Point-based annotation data
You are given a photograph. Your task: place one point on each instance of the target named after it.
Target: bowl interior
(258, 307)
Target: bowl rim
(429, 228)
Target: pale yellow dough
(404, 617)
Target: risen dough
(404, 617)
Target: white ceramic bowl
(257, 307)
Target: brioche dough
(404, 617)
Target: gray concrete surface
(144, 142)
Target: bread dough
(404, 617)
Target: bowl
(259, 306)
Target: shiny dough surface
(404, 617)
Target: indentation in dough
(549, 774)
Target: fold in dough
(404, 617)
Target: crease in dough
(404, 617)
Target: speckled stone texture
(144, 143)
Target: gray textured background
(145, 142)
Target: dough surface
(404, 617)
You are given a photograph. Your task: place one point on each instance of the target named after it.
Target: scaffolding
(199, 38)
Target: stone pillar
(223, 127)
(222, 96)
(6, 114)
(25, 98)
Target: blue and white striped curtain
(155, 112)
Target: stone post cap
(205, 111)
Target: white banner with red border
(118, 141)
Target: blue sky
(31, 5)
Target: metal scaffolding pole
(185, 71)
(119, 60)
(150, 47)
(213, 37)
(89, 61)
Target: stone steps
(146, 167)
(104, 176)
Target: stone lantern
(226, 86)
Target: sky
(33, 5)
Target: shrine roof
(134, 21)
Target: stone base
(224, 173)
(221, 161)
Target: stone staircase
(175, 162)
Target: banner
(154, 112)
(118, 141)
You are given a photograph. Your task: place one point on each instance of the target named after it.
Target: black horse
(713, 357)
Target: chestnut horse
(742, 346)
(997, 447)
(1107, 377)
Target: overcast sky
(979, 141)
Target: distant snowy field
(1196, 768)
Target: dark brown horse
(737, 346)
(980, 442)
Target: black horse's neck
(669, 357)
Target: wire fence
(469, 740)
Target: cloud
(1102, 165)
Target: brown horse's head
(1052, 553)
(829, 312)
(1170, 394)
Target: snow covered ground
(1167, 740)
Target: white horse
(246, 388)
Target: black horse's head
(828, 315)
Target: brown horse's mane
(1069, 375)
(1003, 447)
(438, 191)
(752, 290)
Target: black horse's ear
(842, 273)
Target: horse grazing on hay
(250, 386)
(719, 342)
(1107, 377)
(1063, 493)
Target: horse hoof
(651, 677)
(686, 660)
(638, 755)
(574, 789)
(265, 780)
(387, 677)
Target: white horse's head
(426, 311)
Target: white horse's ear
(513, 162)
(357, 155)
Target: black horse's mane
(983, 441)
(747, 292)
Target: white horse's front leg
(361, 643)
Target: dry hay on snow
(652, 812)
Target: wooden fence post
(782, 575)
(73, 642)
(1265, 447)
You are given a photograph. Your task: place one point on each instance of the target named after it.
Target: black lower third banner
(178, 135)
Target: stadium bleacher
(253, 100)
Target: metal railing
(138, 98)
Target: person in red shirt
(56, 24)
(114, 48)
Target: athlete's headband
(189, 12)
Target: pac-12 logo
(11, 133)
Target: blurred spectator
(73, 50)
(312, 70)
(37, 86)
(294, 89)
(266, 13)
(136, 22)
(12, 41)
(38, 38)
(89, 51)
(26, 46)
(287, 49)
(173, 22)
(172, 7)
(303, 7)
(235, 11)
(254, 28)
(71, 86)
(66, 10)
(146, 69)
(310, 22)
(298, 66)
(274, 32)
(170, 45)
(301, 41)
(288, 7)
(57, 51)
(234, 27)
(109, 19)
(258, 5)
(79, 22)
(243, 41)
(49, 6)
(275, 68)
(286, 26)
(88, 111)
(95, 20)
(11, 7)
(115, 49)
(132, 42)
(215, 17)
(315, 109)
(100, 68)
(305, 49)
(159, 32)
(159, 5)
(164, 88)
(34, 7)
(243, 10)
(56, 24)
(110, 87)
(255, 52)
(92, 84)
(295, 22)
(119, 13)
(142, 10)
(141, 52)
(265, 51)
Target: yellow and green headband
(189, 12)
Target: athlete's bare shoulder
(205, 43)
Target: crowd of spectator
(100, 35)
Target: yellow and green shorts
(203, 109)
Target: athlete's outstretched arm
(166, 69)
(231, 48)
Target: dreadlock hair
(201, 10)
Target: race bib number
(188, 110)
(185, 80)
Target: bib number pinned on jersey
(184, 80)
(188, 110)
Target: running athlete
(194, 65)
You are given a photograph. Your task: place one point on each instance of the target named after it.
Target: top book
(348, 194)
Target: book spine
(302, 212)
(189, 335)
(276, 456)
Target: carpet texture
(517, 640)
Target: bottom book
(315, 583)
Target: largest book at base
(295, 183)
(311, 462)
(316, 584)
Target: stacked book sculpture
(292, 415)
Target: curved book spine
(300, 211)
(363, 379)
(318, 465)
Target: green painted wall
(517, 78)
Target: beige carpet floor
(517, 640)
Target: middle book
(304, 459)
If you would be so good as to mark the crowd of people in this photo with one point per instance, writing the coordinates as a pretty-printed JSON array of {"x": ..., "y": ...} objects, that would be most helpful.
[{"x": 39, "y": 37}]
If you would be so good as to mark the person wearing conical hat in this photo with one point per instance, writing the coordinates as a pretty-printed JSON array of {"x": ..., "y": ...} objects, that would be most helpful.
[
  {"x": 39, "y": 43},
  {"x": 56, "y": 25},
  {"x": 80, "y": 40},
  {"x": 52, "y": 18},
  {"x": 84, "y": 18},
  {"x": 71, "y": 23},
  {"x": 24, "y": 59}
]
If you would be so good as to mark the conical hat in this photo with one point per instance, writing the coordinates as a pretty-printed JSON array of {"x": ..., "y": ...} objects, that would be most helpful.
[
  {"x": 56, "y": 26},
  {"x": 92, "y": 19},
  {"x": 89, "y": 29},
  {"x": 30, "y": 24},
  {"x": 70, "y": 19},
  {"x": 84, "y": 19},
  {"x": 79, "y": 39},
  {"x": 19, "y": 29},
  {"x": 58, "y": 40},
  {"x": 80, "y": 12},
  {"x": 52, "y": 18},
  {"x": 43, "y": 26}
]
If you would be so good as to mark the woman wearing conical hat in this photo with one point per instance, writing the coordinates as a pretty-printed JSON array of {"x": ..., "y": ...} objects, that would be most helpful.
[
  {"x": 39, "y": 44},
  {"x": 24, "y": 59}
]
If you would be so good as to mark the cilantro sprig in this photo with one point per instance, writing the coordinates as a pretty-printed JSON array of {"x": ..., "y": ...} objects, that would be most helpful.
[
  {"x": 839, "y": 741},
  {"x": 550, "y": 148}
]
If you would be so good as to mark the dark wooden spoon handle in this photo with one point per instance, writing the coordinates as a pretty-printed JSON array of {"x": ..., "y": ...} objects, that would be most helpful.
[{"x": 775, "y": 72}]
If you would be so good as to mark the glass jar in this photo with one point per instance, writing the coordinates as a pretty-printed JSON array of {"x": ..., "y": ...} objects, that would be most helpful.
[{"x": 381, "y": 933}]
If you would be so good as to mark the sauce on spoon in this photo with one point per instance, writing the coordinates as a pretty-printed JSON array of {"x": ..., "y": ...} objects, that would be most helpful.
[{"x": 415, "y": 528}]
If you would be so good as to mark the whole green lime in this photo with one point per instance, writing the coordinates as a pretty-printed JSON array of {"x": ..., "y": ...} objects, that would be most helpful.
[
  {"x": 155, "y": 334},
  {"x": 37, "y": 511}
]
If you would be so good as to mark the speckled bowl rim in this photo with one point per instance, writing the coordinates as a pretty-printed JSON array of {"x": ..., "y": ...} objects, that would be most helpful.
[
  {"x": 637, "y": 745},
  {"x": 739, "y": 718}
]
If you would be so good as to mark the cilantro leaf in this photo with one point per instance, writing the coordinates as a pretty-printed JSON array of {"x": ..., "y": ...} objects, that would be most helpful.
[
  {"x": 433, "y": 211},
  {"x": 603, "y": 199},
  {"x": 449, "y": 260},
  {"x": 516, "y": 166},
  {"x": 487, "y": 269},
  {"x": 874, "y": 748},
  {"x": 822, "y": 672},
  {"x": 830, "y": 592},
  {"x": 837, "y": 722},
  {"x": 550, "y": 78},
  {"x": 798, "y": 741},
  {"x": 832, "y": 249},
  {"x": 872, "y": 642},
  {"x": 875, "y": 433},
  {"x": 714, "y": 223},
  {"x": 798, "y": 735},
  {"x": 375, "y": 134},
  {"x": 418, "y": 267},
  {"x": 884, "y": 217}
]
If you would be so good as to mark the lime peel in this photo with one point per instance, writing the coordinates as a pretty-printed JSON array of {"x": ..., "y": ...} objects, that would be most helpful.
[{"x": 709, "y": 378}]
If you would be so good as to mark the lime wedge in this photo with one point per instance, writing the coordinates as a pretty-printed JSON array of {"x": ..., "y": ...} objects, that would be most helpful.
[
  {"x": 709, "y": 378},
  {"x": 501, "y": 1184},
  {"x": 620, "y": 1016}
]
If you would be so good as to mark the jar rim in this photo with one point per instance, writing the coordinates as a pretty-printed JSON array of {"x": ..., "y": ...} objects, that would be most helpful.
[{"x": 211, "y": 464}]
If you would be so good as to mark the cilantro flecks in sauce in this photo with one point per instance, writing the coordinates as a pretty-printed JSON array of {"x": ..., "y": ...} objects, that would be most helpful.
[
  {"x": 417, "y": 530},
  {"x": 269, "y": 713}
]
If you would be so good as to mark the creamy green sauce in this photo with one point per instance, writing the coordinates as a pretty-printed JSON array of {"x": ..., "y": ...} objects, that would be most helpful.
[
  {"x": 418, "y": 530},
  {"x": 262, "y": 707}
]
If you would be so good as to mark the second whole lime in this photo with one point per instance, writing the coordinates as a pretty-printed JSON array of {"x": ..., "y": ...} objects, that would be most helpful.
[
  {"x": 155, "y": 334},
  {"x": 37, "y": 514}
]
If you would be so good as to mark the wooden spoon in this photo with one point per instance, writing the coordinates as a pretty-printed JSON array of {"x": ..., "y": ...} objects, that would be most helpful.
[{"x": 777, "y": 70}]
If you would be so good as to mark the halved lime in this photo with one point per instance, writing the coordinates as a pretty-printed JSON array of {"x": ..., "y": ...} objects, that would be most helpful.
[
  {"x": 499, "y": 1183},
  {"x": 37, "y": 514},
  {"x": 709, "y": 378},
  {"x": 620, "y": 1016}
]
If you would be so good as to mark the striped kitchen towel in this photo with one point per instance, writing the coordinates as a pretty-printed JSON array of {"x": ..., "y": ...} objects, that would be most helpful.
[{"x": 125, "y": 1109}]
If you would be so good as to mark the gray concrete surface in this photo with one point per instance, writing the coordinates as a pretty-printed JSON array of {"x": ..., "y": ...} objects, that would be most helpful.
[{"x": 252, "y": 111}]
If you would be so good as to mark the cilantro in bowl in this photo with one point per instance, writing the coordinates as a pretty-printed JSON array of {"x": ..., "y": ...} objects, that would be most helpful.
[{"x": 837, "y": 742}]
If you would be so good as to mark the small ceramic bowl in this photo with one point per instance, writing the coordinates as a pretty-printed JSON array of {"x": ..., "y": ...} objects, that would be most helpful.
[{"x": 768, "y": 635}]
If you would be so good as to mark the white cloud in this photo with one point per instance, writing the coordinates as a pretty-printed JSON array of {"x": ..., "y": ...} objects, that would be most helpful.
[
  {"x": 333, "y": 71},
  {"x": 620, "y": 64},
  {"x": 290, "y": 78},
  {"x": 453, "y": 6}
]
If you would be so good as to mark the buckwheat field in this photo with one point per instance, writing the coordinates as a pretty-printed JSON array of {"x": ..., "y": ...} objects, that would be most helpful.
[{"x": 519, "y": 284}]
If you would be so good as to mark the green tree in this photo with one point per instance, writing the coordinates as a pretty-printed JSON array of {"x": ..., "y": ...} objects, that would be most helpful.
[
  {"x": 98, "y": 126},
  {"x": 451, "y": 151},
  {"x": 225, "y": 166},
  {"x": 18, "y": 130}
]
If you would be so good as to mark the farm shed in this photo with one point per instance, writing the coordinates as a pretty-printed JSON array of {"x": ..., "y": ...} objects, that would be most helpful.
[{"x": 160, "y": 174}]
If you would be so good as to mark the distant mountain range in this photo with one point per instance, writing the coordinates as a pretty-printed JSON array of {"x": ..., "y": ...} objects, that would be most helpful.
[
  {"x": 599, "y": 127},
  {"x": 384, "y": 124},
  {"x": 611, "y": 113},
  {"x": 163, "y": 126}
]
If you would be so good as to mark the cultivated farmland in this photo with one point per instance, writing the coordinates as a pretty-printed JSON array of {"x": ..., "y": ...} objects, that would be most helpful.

__EXERCISE OBJECTIVE__:
Would you quote, exactly and only, the lines from the one containing "If you would be so good as to mark the distant" to the end of the entries?

__FINISHED ANSWER__:
If you would be so good as to mark the distant mountain range in this photo with one point per instance, writing the coordinates as a pretty-printed JSON array of {"x": ..., "y": ...} objects, that would be most helpful.
[
  {"x": 599, "y": 127},
  {"x": 384, "y": 124},
  {"x": 611, "y": 113},
  {"x": 163, "y": 126}
]
If you would be so good as to mark the cultivated farmland in this photo with one point per instance, writing the coordinates as a pretty-printed JSON array of {"x": ..., "y": ...} objects, that would be most helpful.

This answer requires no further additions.